YOUR OBJECTIVE |
Keep every line in which "concrete" occurs and drop the rest of the data.

DATASET RECORDS |

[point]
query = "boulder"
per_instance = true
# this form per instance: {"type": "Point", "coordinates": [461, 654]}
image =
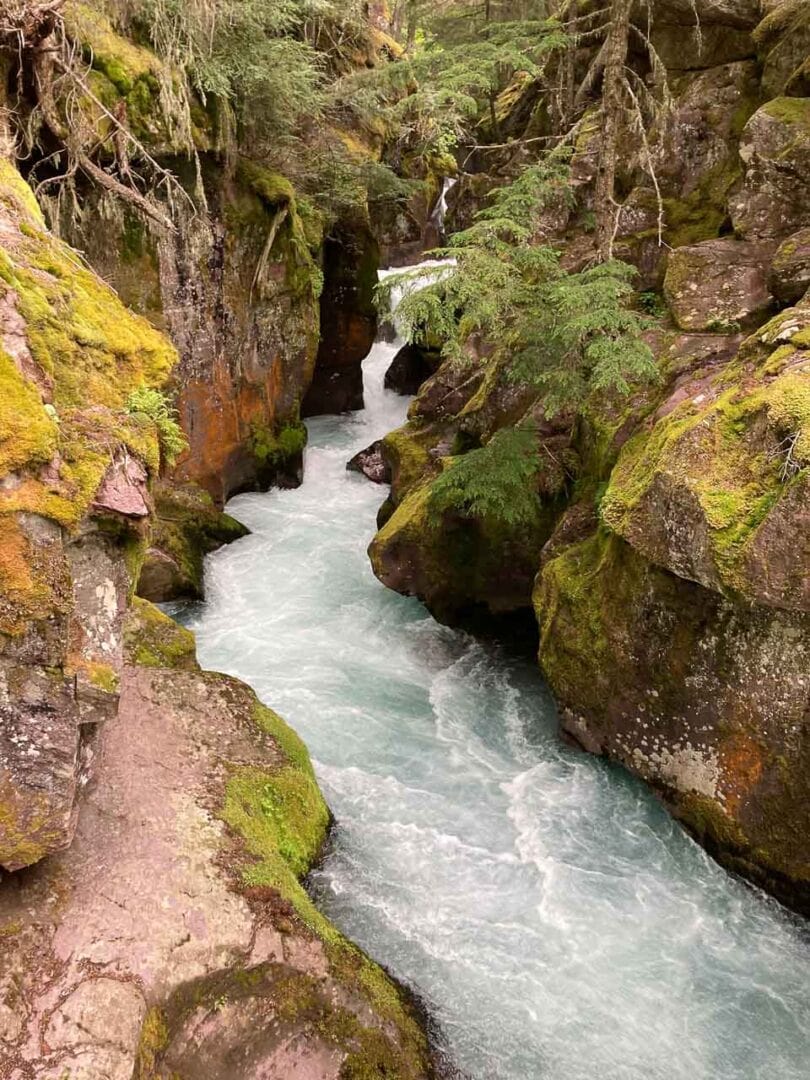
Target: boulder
{"type": "Point", "coordinates": [372, 463]}
{"type": "Point", "coordinates": [704, 700]}
{"type": "Point", "coordinates": [348, 320]}
{"type": "Point", "coordinates": [790, 274]}
{"type": "Point", "coordinates": [187, 526]}
{"type": "Point", "coordinates": [783, 43]}
{"type": "Point", "coordinates": [410, 367]}
{"type": "Point", "coordinates": [707, 45]}
{"type": "Point", "coordinates": [75, 474]}
{"type": "Point", "coordinates": [185, 944]}
{"type": "Point", "coordinates": [743, 14]}
{"type": "Point", "coordinates": [719, 284]}
{"type": "Point", "coordinates": [714, 487]}
{"type": "Point", "coordinates": [774, 198]}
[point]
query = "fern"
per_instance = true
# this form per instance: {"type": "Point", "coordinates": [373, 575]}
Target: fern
{"type": "Point", "coordinates": [151, 403]}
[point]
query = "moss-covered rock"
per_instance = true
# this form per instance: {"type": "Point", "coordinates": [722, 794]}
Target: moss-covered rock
{"type": "Point", "coordinates": [152, 639]}
{"type": "Point", "coordinates": [790, 273]}
{"type": "Point", "coordinates": [208, 814]}
{"type": "Point", "coordinates": [719, 284]}
{"type": "Point", "coordinates": [348, 318]}
{"type": "Point", "coordinates": [75, 473]}
{"type": "Point", "coordinates": [130, 80]}
{"type": "Point", "coordinates": [715, 487]}
{"type": "Point", "coordinates": [186, 527]}
{"type": "Point", "coordinates": [702, 699]}
{"type": "Point", "coordinates": [775, 150]}
{"type": "Point", "coordinates": [783, 43]}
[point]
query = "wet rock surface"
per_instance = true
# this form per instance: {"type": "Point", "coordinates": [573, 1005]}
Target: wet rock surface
{"type": "Point", "coordinates": [719, 284]}
{"type": "Point", "coordinates": [410, 367]}
{"type": "Point", "coordinates": [145, 949]}
{"type": "Point", "coordinates": [372, 463]}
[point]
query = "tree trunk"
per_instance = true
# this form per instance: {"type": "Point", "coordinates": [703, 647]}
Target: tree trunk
{"type": "Point", "coordinates": [612, 108]}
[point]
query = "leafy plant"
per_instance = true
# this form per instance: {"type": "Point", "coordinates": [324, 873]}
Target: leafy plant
{"type": "Point", "coordinates": [497, 483]}
{"type": "Point", "coordinates": [153, 404]}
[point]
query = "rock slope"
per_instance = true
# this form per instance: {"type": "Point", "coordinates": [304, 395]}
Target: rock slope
{"type": "Point", "coordinates": [670, 564]}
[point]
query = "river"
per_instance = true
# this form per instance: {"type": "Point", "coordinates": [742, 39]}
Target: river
{"type": "Point", "coordinates": [559, 925]}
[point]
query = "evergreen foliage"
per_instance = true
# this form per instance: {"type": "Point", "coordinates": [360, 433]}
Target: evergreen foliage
{"type": "Point", "coordinates": [146, 401]}
{"type": "Point", "coordinates": [567, 334]}
{"type": "Point", "coordinates": [458, 65]}
{"type": "Point", "coordinates": [497, 483]}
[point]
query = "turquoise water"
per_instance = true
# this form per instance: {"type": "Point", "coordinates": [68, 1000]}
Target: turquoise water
{"type": "Point", "coordinates": [559, 925]}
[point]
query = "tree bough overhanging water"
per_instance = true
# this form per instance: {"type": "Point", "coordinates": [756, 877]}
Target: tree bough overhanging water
{"type": "Point", "coordinates": [557, 921]}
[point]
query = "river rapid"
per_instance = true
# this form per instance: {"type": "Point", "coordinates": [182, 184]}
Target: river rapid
{"type": "Point", "coordinates": [557, 922]}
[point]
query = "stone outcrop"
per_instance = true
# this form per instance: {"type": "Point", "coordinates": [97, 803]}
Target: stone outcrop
{"type": "Point", "coordinates": [790, 273]}
{"type": "Point", "coordinates": [75, 472]}
{"type": "Point", "coordinates": [410, 367]}
{"type": "Point", "coordinates": [775, 151]}
{"type": "Point", "coordinates": [185, 945]}
{"type": "Point", "coordinates": [719, 284]}
{"type": "Point", "coordinates": [671, 582]}
{"type": "Point", "coordinates": [372, 463]}
{"type": "Point", "coordinates": [348, 320]}
{"type": "Point", "coordinates": [187, 527]}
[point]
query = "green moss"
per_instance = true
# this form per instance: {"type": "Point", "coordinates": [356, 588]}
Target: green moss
{"type": "Point", "coordinates": [28, 435]}
{"type": "Point", "coordinates": [279, 813]}
{"type": "Point", "coordinates": [711, 825]}
{"type": "Point", "coordinates": [791, 110]}
{"type": "Point", "coordinates": [408, 458]}
{"type": "Point", "coordinates": [153, 1040]}
{"type": "Point", "coordinates": [17, 196]}
{"type": "Point", "coordinates": [278, 447]}
{"type": "Point", "coordinates": [700, 215]}
{"type": "Point", "coordinates": [24, 840]}
{"type": "Point", "coordinates": [30, 585]}
{"type": "Point", "coordinates": [273, 189]}
{"type": "Point", "coordinates": [572, 582]}
{"type": "Point", "coordinates": [726, 447]}
{"type": "Point", "coordinates": [152, 639]}
{"type": "Point", "coordinates": [187, 526]}
{"type": "Point", "coordinates": [129, 73]}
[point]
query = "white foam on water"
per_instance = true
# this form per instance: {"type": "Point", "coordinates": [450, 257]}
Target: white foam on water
{"type": "Point", "coordinates": [561, 925]}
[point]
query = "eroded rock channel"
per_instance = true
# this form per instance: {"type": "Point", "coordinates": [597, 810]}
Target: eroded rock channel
{"type": "Point", "coordinates": [558, 922]}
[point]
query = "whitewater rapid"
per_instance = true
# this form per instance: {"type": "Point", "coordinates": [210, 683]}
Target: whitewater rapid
{"type": "Point", "coordinates": [558, 923]}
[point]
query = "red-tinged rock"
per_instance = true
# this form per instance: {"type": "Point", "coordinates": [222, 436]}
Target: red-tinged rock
{"type": "Point", "coordinates": [719, 284]}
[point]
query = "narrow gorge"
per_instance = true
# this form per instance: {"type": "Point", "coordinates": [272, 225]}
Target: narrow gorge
{"type": "Point", "coordinates": [404, 539]}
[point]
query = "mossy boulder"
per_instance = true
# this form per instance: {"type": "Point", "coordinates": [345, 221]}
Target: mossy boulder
{"type": "Point", "coordinates": [719, 284]}
{"type": "Point", "coordinates": [152, 639]}
{"type": "Point", "coordinates": [216, 961]}
{"type": "Point", "coordinates": [129, 79]}
{"type": "Point", "coordinates": [790, 274]}
{"type": "Point", "coordinates": [715, 487]}
{"type": "Point", "coordinates": [772, 202]}
{"type": "Point", "coordinates": [783, 43]}
{"type": "Point", "coordinates": [76, 468]}
{"type": "Point", "coordinates": [742, 14]}
{"type": "Point", "coordinates": [702, 699]}
{"type": "Point", "coordinates": [410, 367]}
{"type": "Point", "coordinates": [186, 527]}
{"type": "Point", "coordinates": [467, 569]}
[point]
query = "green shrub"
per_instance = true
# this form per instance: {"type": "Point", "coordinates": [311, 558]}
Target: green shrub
{"type": "Point", "coordinates": [152, 403]}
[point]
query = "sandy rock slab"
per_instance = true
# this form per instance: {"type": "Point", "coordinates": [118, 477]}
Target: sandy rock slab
{"type": "Point", "coordinates": [139, 952]}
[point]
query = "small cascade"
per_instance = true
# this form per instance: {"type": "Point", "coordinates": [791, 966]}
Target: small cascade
{"type": "Point", "coordinates": [440, 211]}
{"type": "Point", "coordinates": [556, 920]}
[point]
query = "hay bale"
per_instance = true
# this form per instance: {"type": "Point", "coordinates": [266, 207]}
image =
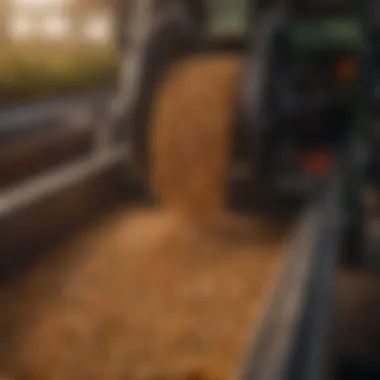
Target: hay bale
{"type": "Point", "coordinates": [191, 134]}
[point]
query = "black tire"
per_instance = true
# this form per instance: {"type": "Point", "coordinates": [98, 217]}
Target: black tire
{"type": "Point", "coordinates": [173, 37]}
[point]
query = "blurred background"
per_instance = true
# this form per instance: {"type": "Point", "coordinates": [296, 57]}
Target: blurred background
{"type": "Point", "coordinates": [52, 48]}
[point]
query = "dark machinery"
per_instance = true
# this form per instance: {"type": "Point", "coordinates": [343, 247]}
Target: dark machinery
{"type": "Point", "coordinates": [298, 90]}
{"type": "Point", "coordinates": [308, 110]}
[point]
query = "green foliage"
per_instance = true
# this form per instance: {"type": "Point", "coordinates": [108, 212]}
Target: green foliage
{"type": "Point", "coordinates": [29, 76]}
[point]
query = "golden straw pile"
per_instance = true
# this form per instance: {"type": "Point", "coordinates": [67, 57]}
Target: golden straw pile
{"type": "Point", "coordinates": [157, 294]}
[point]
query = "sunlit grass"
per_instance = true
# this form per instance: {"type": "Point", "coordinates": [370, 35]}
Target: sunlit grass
{"type": "Point", "coordinates": [27, 76]}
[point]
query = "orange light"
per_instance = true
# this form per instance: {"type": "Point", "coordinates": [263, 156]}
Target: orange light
{"type": "Point", "coordinates": [317, 164]}
{"type": "Point", "coordinates": [347, 70]}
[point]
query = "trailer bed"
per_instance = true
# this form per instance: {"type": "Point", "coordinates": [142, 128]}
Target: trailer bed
{"type": "Point", "coordinates": [143, 295]}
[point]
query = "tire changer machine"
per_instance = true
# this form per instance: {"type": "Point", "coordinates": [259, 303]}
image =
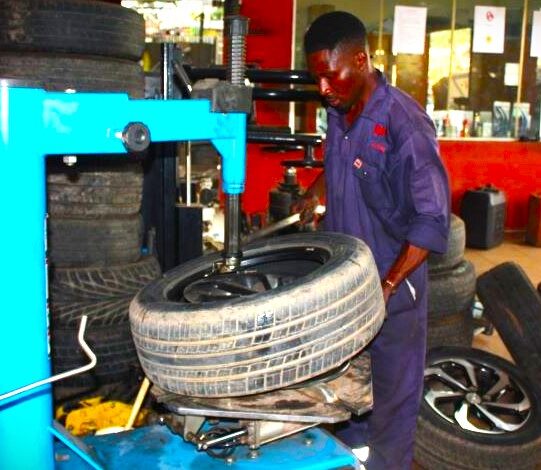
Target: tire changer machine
{"type": "Point", "coordinates": [273, 430]}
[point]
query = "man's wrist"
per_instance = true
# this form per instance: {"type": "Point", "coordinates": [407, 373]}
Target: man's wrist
{"type": "Point", "coordinates": [390, 284]}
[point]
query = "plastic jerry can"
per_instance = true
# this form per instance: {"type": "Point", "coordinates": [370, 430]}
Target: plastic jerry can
{"type": "Point", "coordinates": [483, 211]}
{"type": "Point", "coordinates": [533, 229]}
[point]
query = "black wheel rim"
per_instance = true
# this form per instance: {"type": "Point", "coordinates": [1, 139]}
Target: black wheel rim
{"type": "Point", "coordinates": [257, 274]}
{"type": "Point", "coordinates": [476, 396]}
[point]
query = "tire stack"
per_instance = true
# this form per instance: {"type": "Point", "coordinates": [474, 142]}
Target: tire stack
{"type": "Point", "coordinates": [96, 267]}
{"type": "Point", "coordinates": [451, 293]}
{"type": "Point", "coordinates": [94, 226]}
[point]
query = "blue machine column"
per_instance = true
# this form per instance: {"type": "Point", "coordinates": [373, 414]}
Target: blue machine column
{"type": "Point", "coordinates": [34, 123]}
{"type": "Point", "coordinates": [25, 442]}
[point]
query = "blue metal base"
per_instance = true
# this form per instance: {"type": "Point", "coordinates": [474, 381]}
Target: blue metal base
{"type": "Point", "coordinates": [156, 447]}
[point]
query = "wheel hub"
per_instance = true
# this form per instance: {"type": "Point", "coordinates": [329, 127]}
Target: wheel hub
{"type": "Point", "coordinates": [473, 398]}
{"type": "Point", "coordinates": [256, 274]}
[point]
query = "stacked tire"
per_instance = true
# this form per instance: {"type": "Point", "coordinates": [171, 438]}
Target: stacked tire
{"type": "Point", "coordinates": [94, 226]}
{"type": "Point", "coordinates": [96, 267]}
{"type": "Point", "coordinates": [451, 292]}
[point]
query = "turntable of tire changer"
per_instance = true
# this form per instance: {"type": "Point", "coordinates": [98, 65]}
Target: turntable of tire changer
{"type": "Point", "coordinates": [220, 425]}
{"type": "Point", "coordinates": [272, 430]}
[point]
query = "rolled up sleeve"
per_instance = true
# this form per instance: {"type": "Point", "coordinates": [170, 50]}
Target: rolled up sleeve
{"type": "Point", "coordinates": [428, 184]}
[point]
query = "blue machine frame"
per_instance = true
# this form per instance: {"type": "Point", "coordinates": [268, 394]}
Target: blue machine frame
{"type": "Point", "coordinates": [35, 123]}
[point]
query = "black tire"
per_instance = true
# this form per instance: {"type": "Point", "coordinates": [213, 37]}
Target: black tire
{"type": "Point", "coordinates": [513, 306]}
{"type": "Point", "coordinates": [59, 72]}
{"type": "Point", "coordinates": [452, 290]}
{"type": "Point", "coordinates": [71, 26]}
{"type": "Point", "coordinates": [443, 444]}
{"type": "Point", "coordinates": [451, 330]}
{"type": "Point", "coordinates": [455, 248]}
{"type": "Point", "coordinates": [114, 187]}
{"type": "Point", "coordinates": [267, 340]}
{"type": "Point", "coordinates": [94, 242]}
{"type": "Point", "coordinates": [114, 349]}
{"type": "Point", "coordinates": [71, 285]}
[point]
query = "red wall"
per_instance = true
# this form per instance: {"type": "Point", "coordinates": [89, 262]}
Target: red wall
{"type": "Point", "coordinates": [269, 46]}
{"type": "Point", "coordinates": [514, 167]}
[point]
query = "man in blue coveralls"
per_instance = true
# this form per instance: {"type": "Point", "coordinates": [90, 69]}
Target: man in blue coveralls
{"type": "Point", "coordinates": [385, 184]}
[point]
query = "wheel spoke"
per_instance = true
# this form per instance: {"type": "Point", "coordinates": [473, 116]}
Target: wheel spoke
{"type": "Point", "coordinates": [497, 422]}
{"type": "Point", "coordinates": [520, 407]}
{"type": "Point", "coordinates": [502, 382]}
{"type": "Point", "coordinates": [445, 377]}
{"type": "Point", "coordinates": [434, 395]}
{"type": "Point", "coordinates": [469, 368]}
{"type": "Point", "coordinates": [461, 417]}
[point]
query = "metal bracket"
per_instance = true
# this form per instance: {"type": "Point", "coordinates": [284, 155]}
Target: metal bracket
{"type": "Point", "coordinates": [63, 375]}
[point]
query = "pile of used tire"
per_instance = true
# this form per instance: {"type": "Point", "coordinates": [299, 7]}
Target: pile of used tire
{"type": "Point", "coordinates": [480, 411]}
{"type": "Point", "coordinates": [451, 292]}
{"type": "Point", "coordinates": [94, 226]}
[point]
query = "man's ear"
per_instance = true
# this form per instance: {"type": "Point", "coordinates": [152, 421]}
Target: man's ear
{"type": "Point", "coordinates": [361, 60]}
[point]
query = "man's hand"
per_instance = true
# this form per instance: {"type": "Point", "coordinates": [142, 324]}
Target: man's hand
{"type": "Point", "coordinates": [387, 289]}
{"type": "Point", "coordinates": [306, 207]}
{"type": "Point", "coordinates": [410, 258]}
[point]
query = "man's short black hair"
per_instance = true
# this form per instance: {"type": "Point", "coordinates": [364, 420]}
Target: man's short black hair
{"type": "Point", "coordinates": [333, 29]}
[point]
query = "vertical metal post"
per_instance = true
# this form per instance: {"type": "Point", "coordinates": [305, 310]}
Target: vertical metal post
{"type": "Point", "coordinates": [452, 54]}
{"type": "Point", "coordinates": [236, 29]}
{"type": "Point", "coordinates": [521, 64]}
{"type": "Point", "coordinates": [160, 186]}
{"type": "Point", "coordinates": [25, 419]}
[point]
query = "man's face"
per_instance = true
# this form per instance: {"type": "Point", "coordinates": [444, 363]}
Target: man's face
{"type": "Point", "coordinates": [340, 75]}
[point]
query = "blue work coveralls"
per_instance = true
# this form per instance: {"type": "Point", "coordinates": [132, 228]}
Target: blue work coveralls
{"type": "Point", "coordinates": [386, 184]}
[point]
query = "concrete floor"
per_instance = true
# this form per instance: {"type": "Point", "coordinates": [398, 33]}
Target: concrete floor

OUTPUT |
query = "concrete floor"
Target: concrete floor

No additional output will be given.